### What to produce
An exact copy of every record is needed.

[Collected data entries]
Content starts

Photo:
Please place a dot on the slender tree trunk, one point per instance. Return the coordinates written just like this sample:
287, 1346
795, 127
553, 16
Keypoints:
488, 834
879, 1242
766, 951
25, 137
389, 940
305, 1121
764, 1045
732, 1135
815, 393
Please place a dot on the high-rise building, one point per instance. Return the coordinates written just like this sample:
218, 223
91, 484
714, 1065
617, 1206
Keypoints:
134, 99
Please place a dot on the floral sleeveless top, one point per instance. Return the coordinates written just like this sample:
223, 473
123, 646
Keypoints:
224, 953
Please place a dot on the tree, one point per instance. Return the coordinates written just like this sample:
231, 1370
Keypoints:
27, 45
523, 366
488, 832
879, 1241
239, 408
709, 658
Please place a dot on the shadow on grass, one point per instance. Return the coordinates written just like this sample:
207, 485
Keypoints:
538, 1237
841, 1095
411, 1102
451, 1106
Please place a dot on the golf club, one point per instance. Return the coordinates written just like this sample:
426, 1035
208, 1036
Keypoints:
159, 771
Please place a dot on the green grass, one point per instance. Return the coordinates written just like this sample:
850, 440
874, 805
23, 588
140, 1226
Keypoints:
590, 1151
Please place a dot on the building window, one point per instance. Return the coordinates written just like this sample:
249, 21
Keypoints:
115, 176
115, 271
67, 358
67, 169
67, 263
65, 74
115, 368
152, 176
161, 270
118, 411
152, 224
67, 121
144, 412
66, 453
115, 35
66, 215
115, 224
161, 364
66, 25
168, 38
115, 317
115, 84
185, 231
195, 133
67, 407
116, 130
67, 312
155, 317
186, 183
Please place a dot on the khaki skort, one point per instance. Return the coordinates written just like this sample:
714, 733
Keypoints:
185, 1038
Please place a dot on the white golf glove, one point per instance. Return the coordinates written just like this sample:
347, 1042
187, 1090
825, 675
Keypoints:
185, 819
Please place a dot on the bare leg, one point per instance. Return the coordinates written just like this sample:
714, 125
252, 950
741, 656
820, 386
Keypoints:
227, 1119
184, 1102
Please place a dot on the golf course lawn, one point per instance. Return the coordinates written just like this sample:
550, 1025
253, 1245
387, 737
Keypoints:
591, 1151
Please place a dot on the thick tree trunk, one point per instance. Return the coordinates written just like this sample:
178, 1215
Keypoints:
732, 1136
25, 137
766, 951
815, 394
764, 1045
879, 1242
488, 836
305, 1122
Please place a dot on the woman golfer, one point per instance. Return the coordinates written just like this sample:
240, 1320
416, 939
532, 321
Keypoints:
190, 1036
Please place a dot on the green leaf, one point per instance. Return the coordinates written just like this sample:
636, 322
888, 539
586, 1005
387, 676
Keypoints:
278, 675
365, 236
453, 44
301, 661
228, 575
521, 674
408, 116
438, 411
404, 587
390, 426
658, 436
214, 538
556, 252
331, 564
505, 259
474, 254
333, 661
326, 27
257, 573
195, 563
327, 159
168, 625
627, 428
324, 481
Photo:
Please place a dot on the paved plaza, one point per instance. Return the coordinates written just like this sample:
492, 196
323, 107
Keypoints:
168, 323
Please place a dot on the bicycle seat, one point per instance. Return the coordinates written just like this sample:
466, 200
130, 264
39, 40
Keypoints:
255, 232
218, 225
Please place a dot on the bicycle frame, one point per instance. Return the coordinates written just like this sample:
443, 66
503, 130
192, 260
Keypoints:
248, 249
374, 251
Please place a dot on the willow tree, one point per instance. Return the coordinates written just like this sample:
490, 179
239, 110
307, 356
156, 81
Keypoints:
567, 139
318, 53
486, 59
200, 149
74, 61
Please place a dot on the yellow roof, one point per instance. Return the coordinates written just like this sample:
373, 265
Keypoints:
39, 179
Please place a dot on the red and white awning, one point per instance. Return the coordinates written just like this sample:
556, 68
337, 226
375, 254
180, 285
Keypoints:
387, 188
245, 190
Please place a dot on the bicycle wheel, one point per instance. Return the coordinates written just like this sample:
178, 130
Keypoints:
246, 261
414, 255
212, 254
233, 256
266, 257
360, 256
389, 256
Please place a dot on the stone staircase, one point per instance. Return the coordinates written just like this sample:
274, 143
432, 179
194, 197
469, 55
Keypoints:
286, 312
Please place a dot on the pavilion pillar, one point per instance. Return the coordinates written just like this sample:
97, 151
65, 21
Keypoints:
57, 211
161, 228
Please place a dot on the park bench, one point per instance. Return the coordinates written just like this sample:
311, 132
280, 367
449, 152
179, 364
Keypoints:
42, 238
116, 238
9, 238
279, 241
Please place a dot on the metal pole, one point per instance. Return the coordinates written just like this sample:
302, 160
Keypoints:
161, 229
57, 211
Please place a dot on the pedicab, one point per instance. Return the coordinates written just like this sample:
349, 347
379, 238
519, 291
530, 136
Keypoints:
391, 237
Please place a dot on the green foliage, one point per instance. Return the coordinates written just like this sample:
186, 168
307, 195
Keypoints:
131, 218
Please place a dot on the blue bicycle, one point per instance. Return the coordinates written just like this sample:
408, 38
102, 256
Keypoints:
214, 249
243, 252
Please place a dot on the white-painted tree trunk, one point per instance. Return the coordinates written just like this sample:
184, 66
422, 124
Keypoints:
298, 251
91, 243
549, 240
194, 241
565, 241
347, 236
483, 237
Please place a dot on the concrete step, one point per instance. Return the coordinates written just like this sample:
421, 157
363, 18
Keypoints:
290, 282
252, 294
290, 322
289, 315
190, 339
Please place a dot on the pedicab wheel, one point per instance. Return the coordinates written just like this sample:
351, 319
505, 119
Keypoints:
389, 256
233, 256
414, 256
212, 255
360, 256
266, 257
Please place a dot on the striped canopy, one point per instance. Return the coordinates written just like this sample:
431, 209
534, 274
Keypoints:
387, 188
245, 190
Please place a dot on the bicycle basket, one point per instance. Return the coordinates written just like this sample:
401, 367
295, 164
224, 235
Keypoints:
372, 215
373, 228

Content ends

### Expected answer
Photo:
Please place a dot on the slender tree trunk, one point per instance. Return the coordinates written just like this sample:
287, 1346
795, 127
553, 16
Keypoints:
488, 834
879, 1242
766, 951
25, 137
389, 940
305, 1121
764, 1045
732, 1135
815, 393
Please place a dot on the high-rise building, one point per instance. Return the coordinates written just like this sample:
218, 223
91, 484
714, 1065
617, 1206
Keypoints:
134, 99
Please place a dot on the floral sleeveless top, one point per instance. Return the coordinates written just like this sample:
223, 473
123, 646
Keypoints:
224, 953
Please place a dot on the tree, one point per instance. Return the coordinates written just like this sample:
231, 1370
Keypoints:
27, 45
523, 366
488, 832
879, 1241
239, 408
709, 658
Please place a dot on the shadow on grass, one point per instance. Return the coordinates written just like this sample:
207, 485
Keypoints:
538, 1237
841, 1095
411, 1102
451, 1106
Please place a dot on the golf club, one point per instance. Return the coordinates written just like this sample:
426, 1035
208, 1036
Keypoints:
159, 771
Please place a dot on the green grass, one point per instance. Return the coordinates written just like this sample:
850, 440
874, 805
23, 588
140, 1226
Keypoints:
590, 1151
Please place a dot on the building window, one point per instance. Return the coordinates written just like this sample:
249, 21
Keypoints:
115, 176
115, 271
67, 358
67, 169
67, 263
65, 74
115, 368
152, 176
161, 270
118, 411
152, 224
67, 121
144, 412
66, 453
115, 35
66, 215
115, 224
161, 364
66, 25
168, 38
115, 317
115, 84
185, 231
195, 133
67, 407
116, 130
67, 312
155, 317
186, 183
Please place a dot on the khaki skort, one point per instance. Return the coordinates written just like this sample:
714, 733
Keypoints:
185, 1038
Please place a dot on the white golf glove, one point per instance. Return the coordinates written just like this sample:
347, 1042
187, 1090
825, 675
Keypoints:
185, 819
Please place a dot on the bare leg, one point per instance. Return the coordinates written just like this sample:
714, 125
252, 950
741, 656
820, 386
Keypoints:
227, 1119
184, 1102
Please place a dot on the golf course lawn, one point per instance. Return the coordinates written just like this sample:
550, 1025
253, 1245
387, 737
Keypoints:
591, 1151
Please place a dot on the thick tree trunk, one point per instance. Return the coordinates written just like this sample:
178, 1215
Keypoints:
732, 1136
25, 137
766, 951
815, 394
764, 1045
879, 1242
488, 836
305, 1122
Please place a dot on the woman golfer, one point per instance. Return the coordinates written just like this sample:
240, 1320
416, 939
532, 321
Keypoints:
190, 1036
Please place a dot on the green leaf, one point per instance. Return the coordinates written just like this sample:
636, 322
888, 539
586, 1005
387, 676
Keypoints:
278, 675
365, 236
453, 44
301, 661
228, 575
521, 674
408, 116
438, 411
404, 587
390, 426
658, 436
214, 538
556, 252
331, 564
505, 259
474, 254
333, 661
326, 27
257, 573
195, 563
327, 159
168, 625
627, 428
324, 481
Photo:
Please place a dot on the paved plaza, one point per instance. Return the coordinates written just like this sample:
492, 196
323, 107
Keypoints:
168, 323
Please place a dot on the bicycle seat, one point per instance. Return the coordinates written just like this sample:
466, 200
130, 264
39, 40
Keypoints:
255, 232
218, 225
Please place a dot on the bicycle frame, one point per instance. Return the coordinates written just like this sample:
443, 66
503, 130
192, 260
Keypoints:
248, 249
374, 251
Please place a dot on the willow tree, one point per instance. Return the coordinates written just like this sample:
490, 179
239, 110
307, 356
156, 81
Keypoints:
567, 139
318, 53
486, 59
200, 149
74, 61
Please place a dot on the yellow roof, one point per instance. Return the coordinates written just like this sample:
373, 265
Keypoints:
39, 179
Please place a dot on the red and white awning, one point per instance. Return the coordinates written just like this sample:
556, 68
337, 226
375, 254
180, 285
Keypoints:
387, 188
245, 190
Please place a dot on the bicycle wheel, one point per instance. Return the coordinates written just like this sample:
178, 130
Keypoints:
246, 261
414, 255
212, 254
233, 256
266, 257
360, 256
389, 256
Please place a dot on the stone staircase, one point per instance. Return the coordinates written just like this sample:
274, 143
432, 179
194, 197
469, 55
Keypoints:
286, 312
Please place a dot on the pavilion pillar, one point per instance. Return the coordinates written just like this sample:
97, 151
65, 21
Keypoints:
57, 211
161, 228
Please place a dot on the park bench, one point per instance. Return the coordinates written just like this sample:
311, 132
280, 367
449, 152
179, 364
Keypoints:
42, 238
116, 238
9, 238
279, 241
Please place a dot on the metal pole, one point per instance. Return the coordinates written just like this sample:
302, 160
Keypoints:
161, 229
57, 211
Please place a dot on the pedicab, one point per instance. Return the coordinates written just like this sample:
349, 347
379, 238
519, 291
530, 136
Keypoints:
391, 237
Please place a dot on the green foliage, one point per instance. Return the coordinates written just like this sample:
186, 168
307, 195
Keypoints:
131, 218
Please place a dot on the blue bicycle, one point per instance. Return the coordinates written just like this sample:
408, 38
102, 256
Keypoints:
214, 249
243, 252
Please place a dot on the white-painted tree trunk, one point per instance. Return the coordinates written just like this sample:
184, 66
422, 124
Keypoints:
298, 251
91, 243
549, 240
194, 241
565, 241
347, 236
483, 237
Please place a dot on the concrete step, one point per instance. Return the coordinates written just like this sample:
421, 157
363, 18
Keypoints:
290, 282
252, 294
290, 322
289, 315
190, 339
Please place a dot on the pedicab wheel, one point per instance. Return the coordinates written just like this sample:
351, 319
505, 119
Keypoints:
389, 256
233, 256
414, 256
212, 255
360, 256
266, 257
Please place a dot on the striped canopy, one point per instance. Return the coordinates written just like this sample:
431, 209
534, 274
Keypoints:
387, 188
245, 190
Please place a dot on the bicycle basket, one point per instance. Return the coordinates written just like this sample:
401, 367
295, 164
224, 235
Keypoints:
372, 215
373, 228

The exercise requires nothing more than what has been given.